DOCUMENT TEXT:
* START *

Apple posted its best March quarter ever last Thursday after the close, with revenue of $111.2 billion (up 17% year over year) and diluted EPS of $2.01 (up 22%).

Both numbers cleared Wall Street. Analysts had penciled in roughly $109.7 billion in revenue and $1.95 EPS.

The headline driver was the iPhone, which generated a March-quarter record $56.99 billion in revenue, up 22% year over year on what Tim Cook called "extraordinary demand" for the iPhone 17 lineup.

  • Services hit an all-time high of $30.98 billion (+16%)

  • Mac was $8.4 billion

  • iPad hit $6.9 billion

  • And Wearables/Home reached $7.9 billion.

The board authorized another $100 billion in stock buybacks and lifted the dividend 4% to $0.27.

But the real eye-opener was forward guidance: CFO Kevan Parekh told analysts to expect 14–17% revenue growth in the June quarter (well ahead of the Street's 9–10% consensus).

This is the cleanest signal yet that the iPhone 17 cycle isn't a one-quarter pop.

* END *

EXTRACTED DATA:
* START *

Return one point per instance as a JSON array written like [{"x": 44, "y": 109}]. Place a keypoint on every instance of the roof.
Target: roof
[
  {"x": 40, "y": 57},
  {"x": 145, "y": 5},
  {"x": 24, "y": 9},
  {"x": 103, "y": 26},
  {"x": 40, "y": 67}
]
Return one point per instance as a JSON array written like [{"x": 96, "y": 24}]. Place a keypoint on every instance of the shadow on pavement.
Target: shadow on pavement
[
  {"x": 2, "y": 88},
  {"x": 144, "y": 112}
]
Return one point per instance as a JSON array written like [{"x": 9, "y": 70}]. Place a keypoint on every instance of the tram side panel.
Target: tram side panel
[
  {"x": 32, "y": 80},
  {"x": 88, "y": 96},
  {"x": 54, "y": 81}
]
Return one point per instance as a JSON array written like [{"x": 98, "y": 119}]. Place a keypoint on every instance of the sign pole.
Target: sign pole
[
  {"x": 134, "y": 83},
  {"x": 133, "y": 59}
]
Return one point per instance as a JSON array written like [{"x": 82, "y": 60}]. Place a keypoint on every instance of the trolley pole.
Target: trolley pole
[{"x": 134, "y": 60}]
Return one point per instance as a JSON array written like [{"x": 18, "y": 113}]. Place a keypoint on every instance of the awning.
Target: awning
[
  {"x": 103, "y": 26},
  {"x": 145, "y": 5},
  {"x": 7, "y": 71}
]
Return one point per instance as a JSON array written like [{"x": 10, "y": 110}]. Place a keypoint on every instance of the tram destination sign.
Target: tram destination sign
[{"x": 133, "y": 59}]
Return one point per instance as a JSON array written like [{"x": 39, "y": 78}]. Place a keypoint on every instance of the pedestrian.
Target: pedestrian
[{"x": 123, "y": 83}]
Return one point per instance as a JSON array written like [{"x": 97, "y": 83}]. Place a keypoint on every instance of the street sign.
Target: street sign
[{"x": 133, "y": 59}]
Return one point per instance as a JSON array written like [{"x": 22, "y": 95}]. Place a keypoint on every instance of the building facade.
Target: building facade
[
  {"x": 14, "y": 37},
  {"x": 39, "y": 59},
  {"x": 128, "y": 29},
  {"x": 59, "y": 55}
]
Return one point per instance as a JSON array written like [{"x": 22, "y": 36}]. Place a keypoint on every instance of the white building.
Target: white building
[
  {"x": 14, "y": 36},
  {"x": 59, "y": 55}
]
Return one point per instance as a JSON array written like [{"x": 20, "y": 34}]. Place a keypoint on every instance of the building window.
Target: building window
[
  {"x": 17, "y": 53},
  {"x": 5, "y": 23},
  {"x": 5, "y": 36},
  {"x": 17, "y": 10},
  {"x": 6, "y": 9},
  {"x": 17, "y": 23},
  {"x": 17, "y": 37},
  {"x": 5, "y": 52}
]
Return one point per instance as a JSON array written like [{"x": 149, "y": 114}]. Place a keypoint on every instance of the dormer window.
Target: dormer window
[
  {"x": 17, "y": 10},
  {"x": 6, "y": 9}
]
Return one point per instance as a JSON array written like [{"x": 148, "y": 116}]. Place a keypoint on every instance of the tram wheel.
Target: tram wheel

* END *

OBJECTIVES:
A – Answer these questions using the Apple earnings report:
(i) What EPS had analysts expected?
(ii) How much revenue did the iPhone generate in the March quarter?
(iii) What revenue growth range did the CFO give for the June quarter?
B – Pick up the Apple earnings report after its last sentence and keep writing it.

RESPONSE LIST:
A –
(i) $1.95
(ii) $56.99 billion
(iii) 14–17%

B –
Apple's own guide implies the upgrade wave keeps compounding into the back half of fiscal 2026. The $100 billion buyback authorization, layered on top of the program already running, takes Apple's share-count compression machine to roughly half a trillion dollars in cumulative authorizations across the past several years.

With $111 billion in quarterly revenue and Services running at a $124 billion annualized clip, the company is throwing off the kind of cash that lets it absorb every macro shock that's hit since January (Iran, tariffs, Fed drama) without breaking stride.

It also means Apple is a primary reason the Mag 7 trade hasn't cracked despite Monday's selloff.

What to watch: AMD reports tonight after the close. Its data-center read will tell us whether the AI capex cycle Apple is implicitly backstopping is still expanding.

Then watch whether Apple's late-week bid returns once Iran headlines fade; the stock has now given back some of Friday's pop, and the technical setup needs to hold the $275 level to keep the breakout intact.

Longer term, the September CEO handoff to John Ternus is the next event-risk catalyst. Cook's last earnings call as CEO is set for late July.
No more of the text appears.